_Goal_.
Rewrite the material below, replacing each occurrence of "Put a pin on" with "Place a marker on" and keeping everything else unchanged. Leave the pictures out of your version.

_Exercise inputs_.
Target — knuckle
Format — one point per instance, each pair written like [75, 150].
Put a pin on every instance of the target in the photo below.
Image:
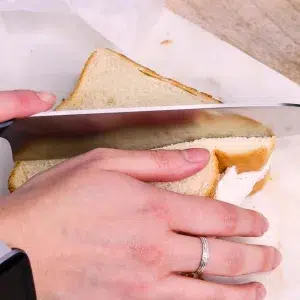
[268, 254]
[134, 290]
[162, 159]
[158, 209]
[149, 254]
[235, 261]
[257, 225]
[96, 154]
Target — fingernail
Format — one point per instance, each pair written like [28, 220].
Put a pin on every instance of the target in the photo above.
[266, 224]
[49, 98]
[261, 292]
[196, 155]
[277, 259]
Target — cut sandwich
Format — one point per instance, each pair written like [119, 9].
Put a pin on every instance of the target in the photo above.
[110, 79]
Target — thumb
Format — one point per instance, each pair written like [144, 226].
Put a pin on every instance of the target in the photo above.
[22, 103]
[149, 166]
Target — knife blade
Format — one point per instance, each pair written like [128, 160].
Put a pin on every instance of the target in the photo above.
[283, 119]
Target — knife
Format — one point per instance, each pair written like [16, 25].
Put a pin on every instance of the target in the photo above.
[282, 118]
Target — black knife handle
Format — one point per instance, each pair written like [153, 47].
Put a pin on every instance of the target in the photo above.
[4, 126]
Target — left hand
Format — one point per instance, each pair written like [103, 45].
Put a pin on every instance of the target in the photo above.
[22, 103]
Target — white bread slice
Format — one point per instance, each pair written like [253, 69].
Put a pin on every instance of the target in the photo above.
[111, 80]
[238, 151]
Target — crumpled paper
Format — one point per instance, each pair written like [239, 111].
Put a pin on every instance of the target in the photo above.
[136, 16]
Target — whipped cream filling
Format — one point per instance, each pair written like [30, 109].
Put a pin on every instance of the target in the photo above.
[234, 188]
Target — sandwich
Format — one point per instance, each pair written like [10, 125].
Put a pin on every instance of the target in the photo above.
[111, 80]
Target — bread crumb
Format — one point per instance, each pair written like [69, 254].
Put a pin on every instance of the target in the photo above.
[166, 42]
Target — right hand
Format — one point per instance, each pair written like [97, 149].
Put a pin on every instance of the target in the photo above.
[94, 230]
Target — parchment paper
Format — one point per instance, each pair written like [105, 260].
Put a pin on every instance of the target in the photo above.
[46, 51]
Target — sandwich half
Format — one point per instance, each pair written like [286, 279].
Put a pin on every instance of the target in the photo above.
[110, 79]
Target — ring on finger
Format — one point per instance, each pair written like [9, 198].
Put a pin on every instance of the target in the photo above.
[204, 256]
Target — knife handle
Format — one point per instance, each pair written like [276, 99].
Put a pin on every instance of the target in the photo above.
[5, 125]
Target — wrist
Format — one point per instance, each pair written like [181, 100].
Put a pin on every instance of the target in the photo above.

_Correct response_.
Target — knuckle
Format — one point per instance, each pair written like [75, 150].
Place a marker on every instance of the target in the photo below.
Image:
[268, 254]
[134, 290]
[162, 159]
[158, 209]
[149, 254]
[235, 261]
[257, 225]
[96, 154]
Target — fingernail
Format — one point per instance, each pair written like [28, 220].
Place a marker on every instance of the target in the photo above.
[266, 224]
[49, 98]
[261, 292]
[196, 155]
[277, 259]
Target — cut sandwich
Format — one point per instance, each pair written like [119, 9].
Place a marker on every instance of the target in the photo above.
[110, 79]
Target — thumb
Format — one point per instance, each pair written like [144, 226].
Place a marker on every instance of the target in the photo above.
[22, 103]
[149, 166]
Target — knife blade
Format — one point per instance, each pair written like [128, 160].
Place a marker on every instance of the target in the photo above.
[283, 119]
Target — knife
Format — one point per instance, each pair written like [16, 25].
Place a marker on every instance of the target in the photo above.
[282, 118]
Target — black knife handle
Format — one point per instance, each pair written like [153, 47].
Place a marker on every instance of the target in the photo above.
[4, 126]
Target — left hand
Format — one point per instance, each pair written like [103, 45].
Place a marker on every instance of the target in the photo above.
[22, 103]
Target — white bread slice
Format — one point per instance, each pair written like [253, 69].
Place a marker on every instance of the target in the photo above.
[111, 80]
[238, 151]
Target — crumpled paper
Format — one point per instance, each pair written like [239, 111].
Place a marker on every instance of the target in the photo above.
[136, 16]
Target — whipped cream filling
Format — one point per instance, each pair written like [30, 109].
Place a marker on every instance of the target in the photo above.
[234, 188]
Target — sandwich
Format — one point per instance, each pair written like [10, 125].
Place a marker on every instance of the target in the photo above.
[111, 80]
Target — bread crumb
Format — one point per instance, each pair written like [69, 254].
Place a marker on every instance of the target in the photo above.
[166, 42]
Target — right hand
Format — one point per instance, each pair written like [97, 149].
Place a marker on every instance of the target in the photo above.
[94, 230]
Target — parchment paper
Format — one point per instance, each pair written like [105, 260].
Place a marker on every instance of the target in the photo above.
[46, 51]
Target — sandwich half
Format — one point per instance, each pair written like [286, 279].
Place a marker on every instance of the target in the photo above.
[110, 79]
Target — ring on finger
Format — one point per instance, each pair written like [9, 198].
Place a marker on every instance of the target in the photo above.
[204, 256]
Target — knife handle
Format — one point per instance, each pair written like [276, 99].
Place a marker on every instance of the target in the photo above.
[5, 125]
Target — wrist
Format — one point per instance, each pair written like [181, 100].
Place a marker on every instance of the target in the photo above.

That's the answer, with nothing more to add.